This project implements a real-time DDoS anomaly detection system using an Isolation Forest model applied to temporally aggregated network flow data. The system analyzes traffic in rolling windows, performs statistical feature aggregation, and visualizes anomalies through a live web-based dashboard.
The application consists of:
- A feature engineering and model inference pipeline
- A multithreaded streaming engine
- A Flask-based dashboard interface
- PCA-based visualization of high-dimensional traffic behavior
The objective is to detect coordinated anomalous behavior across correlated network features rather than relying on single-metric thresholding.
Traffic is processed in rolling windows of 50 flows. Instead of scoring individual rows independently, each window is aggregated into statistical features:
- Mean
- Standard deviation
- Minimum
- Maximum
This transforms raw flow data into a behavioral representation of network activity over time.
An anomaly flag indicates that the window as a whole deviates from learned normal patterns. It does not imply that every individual flow inside that window is malicious.
This approach enables detection of coordinated DDoS characteristics such as:
- Elevated packet rates
- Abnormal SYN flag concentrations
- Timing irregularities
- Correlated byte distribution shifts
The model uses an Isolation Forest trained on benign traffic windows.
Key properties:
- Unsupervised anomaly detection
- Operates in high-dimensional feature space
- Produces a decision score per window
- Lower score indicates more anomalous behavior
A calibrated threshold derived from validation quantiles determines anomaly classification.

▶ **TASK DESCRIPTION**:
Copy everything in the DDoS detection description from "This project implements" down to "on single-metric thresholding.", swapping "dashboard" for "control panel".

▶ **INFORMATION SHOWN**:
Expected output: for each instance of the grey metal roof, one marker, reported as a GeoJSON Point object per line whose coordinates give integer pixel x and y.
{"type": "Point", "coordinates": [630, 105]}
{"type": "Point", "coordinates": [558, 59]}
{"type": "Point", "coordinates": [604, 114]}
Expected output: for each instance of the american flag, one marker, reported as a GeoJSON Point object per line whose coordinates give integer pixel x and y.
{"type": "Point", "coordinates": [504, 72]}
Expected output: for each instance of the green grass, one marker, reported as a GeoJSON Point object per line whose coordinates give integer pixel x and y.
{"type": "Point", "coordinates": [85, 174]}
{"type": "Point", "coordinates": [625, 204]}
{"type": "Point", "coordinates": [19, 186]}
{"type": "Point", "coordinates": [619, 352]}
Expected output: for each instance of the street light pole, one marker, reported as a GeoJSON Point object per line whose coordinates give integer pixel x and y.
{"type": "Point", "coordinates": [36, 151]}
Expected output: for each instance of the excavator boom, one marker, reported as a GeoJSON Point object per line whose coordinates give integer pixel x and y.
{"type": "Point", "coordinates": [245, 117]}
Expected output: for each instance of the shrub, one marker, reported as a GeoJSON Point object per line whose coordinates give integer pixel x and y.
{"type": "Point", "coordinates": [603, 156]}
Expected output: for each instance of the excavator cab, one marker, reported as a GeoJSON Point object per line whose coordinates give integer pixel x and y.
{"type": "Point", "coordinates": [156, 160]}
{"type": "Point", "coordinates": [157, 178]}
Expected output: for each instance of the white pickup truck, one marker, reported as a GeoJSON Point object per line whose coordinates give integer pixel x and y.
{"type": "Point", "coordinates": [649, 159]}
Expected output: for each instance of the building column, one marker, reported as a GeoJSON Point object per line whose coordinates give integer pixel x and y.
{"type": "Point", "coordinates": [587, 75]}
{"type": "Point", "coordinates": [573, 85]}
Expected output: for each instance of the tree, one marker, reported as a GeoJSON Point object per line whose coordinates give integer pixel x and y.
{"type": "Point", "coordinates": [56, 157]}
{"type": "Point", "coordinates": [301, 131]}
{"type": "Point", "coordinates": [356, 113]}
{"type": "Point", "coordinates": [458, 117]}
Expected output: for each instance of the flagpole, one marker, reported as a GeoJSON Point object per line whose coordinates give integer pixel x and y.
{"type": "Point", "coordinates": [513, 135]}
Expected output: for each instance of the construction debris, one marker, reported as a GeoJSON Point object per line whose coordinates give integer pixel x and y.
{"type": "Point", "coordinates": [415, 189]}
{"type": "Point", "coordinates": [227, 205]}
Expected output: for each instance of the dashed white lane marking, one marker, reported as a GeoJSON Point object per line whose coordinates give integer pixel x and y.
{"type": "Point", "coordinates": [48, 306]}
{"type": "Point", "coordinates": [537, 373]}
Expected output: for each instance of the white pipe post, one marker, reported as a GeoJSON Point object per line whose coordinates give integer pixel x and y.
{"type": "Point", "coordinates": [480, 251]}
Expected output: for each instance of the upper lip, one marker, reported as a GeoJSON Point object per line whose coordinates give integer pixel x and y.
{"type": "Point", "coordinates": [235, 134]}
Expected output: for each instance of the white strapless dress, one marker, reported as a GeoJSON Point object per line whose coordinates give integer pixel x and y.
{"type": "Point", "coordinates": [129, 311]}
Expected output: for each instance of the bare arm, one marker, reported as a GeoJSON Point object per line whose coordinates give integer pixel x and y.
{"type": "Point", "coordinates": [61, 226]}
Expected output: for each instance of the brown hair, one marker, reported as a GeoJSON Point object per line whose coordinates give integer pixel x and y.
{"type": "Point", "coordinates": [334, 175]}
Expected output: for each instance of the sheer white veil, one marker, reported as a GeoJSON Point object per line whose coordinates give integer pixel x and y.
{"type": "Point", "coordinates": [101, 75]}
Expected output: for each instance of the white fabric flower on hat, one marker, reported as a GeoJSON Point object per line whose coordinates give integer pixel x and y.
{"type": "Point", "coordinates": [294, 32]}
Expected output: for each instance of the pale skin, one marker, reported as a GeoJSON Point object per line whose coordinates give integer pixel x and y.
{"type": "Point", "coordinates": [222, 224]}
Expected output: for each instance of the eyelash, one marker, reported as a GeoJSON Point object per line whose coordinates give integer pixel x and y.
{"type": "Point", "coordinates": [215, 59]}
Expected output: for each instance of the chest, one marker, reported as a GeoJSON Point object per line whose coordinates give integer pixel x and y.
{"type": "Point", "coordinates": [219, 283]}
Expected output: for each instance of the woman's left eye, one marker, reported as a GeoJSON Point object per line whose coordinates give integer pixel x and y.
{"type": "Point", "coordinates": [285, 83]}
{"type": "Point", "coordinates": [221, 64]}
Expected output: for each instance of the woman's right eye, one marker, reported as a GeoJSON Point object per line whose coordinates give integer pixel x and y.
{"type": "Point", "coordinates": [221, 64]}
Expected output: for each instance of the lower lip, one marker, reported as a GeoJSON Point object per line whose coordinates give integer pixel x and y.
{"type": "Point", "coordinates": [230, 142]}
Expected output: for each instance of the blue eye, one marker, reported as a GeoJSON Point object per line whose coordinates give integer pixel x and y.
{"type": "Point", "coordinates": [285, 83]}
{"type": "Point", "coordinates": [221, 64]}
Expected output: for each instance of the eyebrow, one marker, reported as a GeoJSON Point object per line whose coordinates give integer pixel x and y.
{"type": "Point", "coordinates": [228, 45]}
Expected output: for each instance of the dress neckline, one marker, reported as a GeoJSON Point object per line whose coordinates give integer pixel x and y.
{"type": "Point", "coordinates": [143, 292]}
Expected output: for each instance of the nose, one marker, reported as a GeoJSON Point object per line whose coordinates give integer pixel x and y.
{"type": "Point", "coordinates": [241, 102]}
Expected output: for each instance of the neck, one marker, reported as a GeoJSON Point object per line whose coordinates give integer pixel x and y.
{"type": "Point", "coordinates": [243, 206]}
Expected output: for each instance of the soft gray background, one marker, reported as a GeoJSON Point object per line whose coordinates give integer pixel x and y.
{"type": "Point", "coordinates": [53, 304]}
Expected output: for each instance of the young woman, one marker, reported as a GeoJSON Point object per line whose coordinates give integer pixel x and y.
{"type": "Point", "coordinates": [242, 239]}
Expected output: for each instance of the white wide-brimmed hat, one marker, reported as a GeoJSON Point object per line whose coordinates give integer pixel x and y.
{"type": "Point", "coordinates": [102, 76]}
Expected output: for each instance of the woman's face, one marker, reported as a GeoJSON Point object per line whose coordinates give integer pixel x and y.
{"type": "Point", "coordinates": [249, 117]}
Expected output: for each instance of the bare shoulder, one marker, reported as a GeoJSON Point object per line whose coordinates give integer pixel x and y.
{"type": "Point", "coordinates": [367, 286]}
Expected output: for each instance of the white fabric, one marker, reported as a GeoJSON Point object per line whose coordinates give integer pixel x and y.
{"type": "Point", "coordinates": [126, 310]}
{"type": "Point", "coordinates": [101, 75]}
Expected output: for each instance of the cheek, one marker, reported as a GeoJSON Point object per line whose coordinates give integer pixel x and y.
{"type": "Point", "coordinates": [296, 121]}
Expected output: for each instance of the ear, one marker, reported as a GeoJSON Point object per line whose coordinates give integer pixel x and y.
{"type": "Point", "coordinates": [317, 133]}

▶ **THE ANSWER**:
This project implements a real-time DDoS anomaly detection system using an Isolation Forest model applied to temporally aggregated network flow data. The system analyzes traffic in rolling windows, performs statistical feature aggregation, and visualizes anomalies through a live web-based control panel.
The application consists of:
- A feature engineering and model inference pipeline
- A multithreaded streaming engine
- A Flask-based control panel interface
- PCA-based visualization of high-dimensional traffic behavior
The objective is to detect coordinated anomalous behavior across correlated network features rather than relying on single-metric thresholding.